JOINT

Gisela Redeker g.redeker at RUG.NL
Mon Nov 20 15:11:45 UTC 2006


Dear Nishadi (and others), 

Unordered lists of comparable items would form a LIST relation. It can be
tricky, however, to determine what constitutes comparability here. If in
doubt, I tend to look for signals that announce a list or enumeration, in
which case we will have a LIST relation (unless it is an ordered SEQUENCE).
If there is no expectation of a list and the non-initial items in the
relation come more like afterthoughts, I choose JOINT.

Here's an example (from wsj0655 in the Wall Street Journal corpus) where I
have used LIST and JOINT:

(1) (a) Mr. Ortega's threat to breach the cease-fire comes as U.S. officials
were acknowledging that the Contras have at times violated it themselves.

▶ _Exercise tasks_:
a) Reproduce everything in the message on LIST and JOINT relations from "Unordered lists of" down to "I choose JOINT.".
b) In the message on LIST and JOINT relations, which relation does the writer choose when there is no expectation of a list and the later items come more like afterthoughts?

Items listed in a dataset

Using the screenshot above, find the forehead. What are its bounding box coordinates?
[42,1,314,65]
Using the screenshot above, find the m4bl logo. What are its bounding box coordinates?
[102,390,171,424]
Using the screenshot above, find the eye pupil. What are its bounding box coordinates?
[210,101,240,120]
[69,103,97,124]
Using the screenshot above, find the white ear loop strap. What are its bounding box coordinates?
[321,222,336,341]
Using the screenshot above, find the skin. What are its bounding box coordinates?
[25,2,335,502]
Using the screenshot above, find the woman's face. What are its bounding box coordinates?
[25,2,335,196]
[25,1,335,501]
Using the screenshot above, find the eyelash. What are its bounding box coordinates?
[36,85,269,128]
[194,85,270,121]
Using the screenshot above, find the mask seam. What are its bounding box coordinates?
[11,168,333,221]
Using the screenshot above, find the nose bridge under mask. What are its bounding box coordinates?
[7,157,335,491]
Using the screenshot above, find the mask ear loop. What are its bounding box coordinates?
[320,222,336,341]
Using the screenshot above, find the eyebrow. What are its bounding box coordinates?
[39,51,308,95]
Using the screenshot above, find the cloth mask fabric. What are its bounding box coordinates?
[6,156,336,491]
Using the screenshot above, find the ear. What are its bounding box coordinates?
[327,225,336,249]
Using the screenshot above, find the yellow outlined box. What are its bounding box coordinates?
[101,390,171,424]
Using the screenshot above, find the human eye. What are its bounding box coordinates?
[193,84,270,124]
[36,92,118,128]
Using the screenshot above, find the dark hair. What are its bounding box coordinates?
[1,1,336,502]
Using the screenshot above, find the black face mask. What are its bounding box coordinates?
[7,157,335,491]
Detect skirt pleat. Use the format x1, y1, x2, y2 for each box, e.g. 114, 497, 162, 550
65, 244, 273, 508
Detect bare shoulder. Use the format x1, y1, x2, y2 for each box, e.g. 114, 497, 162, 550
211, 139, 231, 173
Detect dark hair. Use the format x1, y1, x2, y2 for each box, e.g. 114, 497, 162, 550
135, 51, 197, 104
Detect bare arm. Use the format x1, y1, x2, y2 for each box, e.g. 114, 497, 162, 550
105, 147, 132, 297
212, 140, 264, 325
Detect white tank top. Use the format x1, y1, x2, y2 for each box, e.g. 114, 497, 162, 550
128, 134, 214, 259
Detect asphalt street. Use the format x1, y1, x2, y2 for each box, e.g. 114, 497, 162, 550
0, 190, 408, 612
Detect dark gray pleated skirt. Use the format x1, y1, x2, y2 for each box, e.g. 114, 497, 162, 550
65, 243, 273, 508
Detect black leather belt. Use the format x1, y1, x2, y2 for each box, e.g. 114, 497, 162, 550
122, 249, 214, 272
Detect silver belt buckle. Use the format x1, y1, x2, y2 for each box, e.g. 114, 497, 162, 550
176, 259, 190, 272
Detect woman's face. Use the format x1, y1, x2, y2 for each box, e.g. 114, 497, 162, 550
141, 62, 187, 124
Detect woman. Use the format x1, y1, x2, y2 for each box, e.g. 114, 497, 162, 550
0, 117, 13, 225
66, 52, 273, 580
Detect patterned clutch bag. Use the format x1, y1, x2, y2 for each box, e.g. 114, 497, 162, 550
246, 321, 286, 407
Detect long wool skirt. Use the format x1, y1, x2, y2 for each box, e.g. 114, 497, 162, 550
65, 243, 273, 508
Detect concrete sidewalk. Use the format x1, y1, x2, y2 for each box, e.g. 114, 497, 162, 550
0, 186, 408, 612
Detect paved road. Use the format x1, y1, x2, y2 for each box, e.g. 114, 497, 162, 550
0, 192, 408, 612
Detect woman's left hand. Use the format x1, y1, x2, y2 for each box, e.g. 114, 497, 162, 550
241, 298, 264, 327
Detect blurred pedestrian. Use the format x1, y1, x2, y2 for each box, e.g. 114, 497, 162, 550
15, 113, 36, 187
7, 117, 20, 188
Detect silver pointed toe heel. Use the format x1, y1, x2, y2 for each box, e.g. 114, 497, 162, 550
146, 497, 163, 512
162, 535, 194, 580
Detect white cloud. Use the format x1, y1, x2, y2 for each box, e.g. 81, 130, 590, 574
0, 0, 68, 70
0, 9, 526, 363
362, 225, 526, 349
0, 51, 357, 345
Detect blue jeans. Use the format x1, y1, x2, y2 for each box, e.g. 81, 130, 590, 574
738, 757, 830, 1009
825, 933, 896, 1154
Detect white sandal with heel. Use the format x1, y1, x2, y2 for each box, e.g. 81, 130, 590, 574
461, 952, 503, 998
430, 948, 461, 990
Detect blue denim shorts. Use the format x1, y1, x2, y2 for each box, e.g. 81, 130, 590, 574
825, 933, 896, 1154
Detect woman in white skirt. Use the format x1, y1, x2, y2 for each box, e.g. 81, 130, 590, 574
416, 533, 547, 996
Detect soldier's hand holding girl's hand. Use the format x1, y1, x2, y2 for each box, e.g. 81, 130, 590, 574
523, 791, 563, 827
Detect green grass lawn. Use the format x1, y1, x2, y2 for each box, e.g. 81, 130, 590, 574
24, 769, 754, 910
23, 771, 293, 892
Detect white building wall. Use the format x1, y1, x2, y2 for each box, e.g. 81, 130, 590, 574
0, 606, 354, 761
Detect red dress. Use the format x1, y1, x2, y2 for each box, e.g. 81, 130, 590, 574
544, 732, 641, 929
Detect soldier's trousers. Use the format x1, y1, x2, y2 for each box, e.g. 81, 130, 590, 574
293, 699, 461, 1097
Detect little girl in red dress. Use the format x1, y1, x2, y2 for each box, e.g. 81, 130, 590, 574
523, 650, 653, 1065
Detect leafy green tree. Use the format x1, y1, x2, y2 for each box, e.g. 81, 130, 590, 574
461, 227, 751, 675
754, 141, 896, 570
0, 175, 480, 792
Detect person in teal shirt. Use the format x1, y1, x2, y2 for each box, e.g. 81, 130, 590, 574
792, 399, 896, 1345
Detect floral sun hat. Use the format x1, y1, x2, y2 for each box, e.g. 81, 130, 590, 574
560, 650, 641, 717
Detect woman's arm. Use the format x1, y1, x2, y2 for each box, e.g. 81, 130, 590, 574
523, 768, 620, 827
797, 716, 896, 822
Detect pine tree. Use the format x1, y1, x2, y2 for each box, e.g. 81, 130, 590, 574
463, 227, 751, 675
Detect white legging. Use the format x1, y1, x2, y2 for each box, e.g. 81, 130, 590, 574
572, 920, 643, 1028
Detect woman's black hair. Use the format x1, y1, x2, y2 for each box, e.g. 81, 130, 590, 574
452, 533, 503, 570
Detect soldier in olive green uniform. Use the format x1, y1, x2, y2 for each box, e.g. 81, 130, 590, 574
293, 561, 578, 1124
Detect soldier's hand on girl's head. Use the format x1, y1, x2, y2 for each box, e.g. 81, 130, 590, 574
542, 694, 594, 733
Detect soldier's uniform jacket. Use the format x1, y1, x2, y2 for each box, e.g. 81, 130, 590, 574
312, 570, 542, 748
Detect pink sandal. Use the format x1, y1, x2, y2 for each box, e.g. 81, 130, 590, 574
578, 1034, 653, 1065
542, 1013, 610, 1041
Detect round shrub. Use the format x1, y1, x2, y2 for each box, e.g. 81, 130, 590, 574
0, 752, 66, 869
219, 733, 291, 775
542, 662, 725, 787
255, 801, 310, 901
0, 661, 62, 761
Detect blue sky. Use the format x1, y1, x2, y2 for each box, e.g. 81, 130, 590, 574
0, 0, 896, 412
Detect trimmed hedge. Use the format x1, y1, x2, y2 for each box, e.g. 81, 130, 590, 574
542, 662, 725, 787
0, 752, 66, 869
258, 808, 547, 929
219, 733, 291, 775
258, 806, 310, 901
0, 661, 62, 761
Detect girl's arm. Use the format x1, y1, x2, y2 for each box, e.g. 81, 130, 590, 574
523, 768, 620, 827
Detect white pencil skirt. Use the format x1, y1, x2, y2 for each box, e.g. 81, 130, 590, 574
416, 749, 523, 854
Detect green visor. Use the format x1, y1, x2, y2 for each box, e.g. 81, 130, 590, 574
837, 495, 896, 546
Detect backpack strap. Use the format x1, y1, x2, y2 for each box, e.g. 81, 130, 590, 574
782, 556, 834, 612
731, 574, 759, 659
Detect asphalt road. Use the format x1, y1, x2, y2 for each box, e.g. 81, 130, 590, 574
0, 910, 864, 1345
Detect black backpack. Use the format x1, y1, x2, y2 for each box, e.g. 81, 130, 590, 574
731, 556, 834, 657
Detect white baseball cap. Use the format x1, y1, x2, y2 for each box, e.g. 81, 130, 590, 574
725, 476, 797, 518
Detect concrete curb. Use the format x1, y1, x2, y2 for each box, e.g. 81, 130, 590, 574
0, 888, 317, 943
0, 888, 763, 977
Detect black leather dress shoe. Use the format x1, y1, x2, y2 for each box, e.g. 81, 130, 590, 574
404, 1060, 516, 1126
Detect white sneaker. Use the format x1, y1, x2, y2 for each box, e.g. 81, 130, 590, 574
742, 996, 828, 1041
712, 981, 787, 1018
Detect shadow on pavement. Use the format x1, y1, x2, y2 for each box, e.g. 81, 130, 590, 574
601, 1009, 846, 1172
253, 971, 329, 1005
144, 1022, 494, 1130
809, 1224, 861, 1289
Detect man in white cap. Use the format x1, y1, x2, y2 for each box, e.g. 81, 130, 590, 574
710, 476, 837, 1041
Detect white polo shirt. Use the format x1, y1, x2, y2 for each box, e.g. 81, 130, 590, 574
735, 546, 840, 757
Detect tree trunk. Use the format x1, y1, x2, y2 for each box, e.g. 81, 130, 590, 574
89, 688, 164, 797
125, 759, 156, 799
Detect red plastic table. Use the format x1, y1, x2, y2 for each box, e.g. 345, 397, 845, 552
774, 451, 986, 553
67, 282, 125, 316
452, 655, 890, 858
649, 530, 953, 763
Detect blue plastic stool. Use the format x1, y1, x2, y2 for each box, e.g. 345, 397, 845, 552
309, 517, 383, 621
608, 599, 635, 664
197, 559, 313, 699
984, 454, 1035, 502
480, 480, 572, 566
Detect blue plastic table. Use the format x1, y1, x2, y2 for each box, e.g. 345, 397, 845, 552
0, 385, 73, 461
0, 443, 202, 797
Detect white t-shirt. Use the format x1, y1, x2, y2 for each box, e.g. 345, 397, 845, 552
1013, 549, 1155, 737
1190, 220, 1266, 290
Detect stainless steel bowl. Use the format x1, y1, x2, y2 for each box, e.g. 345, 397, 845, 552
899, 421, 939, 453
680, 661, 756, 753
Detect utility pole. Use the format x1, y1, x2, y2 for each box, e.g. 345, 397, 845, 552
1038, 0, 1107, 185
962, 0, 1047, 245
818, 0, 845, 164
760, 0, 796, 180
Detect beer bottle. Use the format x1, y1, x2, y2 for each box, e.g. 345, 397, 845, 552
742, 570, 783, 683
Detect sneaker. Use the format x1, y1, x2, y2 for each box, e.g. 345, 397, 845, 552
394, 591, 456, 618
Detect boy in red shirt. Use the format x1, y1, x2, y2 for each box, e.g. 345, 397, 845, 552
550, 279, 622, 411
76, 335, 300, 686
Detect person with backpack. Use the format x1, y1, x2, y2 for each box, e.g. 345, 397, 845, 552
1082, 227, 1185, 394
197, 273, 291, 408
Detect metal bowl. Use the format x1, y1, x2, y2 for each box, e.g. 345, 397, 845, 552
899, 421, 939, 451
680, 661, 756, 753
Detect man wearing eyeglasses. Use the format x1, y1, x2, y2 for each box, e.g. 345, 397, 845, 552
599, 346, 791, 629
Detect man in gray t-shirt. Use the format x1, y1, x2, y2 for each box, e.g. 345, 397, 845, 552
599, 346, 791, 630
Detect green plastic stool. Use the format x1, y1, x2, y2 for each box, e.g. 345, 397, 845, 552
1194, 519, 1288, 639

▶ _The solutions_:
a)
Unordered lists of comparable items would form a LIST relation. It can be
tricky, however, to determine what constitutes comparability here. If in
doubt, I tend to look for signals that announce a list or enumeration, in
which case we will have a LIST relation (unless it is an ordered SEQUENCE).
If there is no expectation of a list and the non-initial items in the
relation come more like afterthoughts, I choose JOINT.

b) JOINT